Dataset entries:
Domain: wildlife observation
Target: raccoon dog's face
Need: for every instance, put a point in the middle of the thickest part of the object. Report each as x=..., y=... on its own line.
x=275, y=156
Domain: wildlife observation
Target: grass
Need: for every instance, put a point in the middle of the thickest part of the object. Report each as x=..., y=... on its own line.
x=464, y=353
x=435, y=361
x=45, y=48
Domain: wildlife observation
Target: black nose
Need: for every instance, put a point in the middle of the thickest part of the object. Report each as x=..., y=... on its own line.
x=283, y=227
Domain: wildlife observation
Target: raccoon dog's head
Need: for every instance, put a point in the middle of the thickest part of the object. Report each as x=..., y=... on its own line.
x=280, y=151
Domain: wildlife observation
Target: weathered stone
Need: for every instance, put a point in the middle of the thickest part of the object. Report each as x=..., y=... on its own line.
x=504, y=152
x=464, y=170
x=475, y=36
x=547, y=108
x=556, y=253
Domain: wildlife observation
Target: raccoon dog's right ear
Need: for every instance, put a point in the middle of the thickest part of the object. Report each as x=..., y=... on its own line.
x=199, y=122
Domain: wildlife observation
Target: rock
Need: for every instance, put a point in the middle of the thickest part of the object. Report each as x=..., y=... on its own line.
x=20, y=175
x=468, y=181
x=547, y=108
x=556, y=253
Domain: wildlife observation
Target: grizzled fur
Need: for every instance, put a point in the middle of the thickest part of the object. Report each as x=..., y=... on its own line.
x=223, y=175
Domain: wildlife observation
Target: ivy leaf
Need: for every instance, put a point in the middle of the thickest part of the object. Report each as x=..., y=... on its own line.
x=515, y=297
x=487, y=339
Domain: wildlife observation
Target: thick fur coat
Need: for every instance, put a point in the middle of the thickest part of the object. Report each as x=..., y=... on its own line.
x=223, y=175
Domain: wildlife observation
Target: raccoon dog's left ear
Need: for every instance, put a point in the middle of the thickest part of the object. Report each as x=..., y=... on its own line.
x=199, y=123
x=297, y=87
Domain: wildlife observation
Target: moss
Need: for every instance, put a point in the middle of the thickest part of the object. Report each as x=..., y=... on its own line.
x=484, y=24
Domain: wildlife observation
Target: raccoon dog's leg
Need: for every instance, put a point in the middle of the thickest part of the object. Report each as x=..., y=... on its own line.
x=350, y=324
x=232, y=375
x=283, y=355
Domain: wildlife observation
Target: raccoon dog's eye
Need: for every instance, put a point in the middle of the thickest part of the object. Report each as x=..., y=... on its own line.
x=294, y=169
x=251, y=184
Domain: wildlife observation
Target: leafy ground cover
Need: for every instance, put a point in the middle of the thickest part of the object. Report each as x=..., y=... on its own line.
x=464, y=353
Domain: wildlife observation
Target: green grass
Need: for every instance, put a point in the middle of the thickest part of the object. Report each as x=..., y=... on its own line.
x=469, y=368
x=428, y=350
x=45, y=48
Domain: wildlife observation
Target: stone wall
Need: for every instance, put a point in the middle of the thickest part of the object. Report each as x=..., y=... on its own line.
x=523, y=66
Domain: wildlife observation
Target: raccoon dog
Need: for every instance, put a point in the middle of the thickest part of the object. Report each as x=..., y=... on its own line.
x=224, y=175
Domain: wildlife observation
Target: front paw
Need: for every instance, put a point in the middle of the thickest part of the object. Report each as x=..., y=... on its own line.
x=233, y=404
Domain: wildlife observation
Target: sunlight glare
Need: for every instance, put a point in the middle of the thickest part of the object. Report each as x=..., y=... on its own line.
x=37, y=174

Directions
Rewrite the lines from the first one up to and including the line with "x=275, y=156", keeping every request, and shift each coordinate in the answers by adding 36 to it.

Reply to the task
Domain: wildlife observation
Target: raccoon dog's face
Need: for every instance, put a point in the middle of the thickest part of the object. Report each as x=..., y=... on its own line.
x=311, y=192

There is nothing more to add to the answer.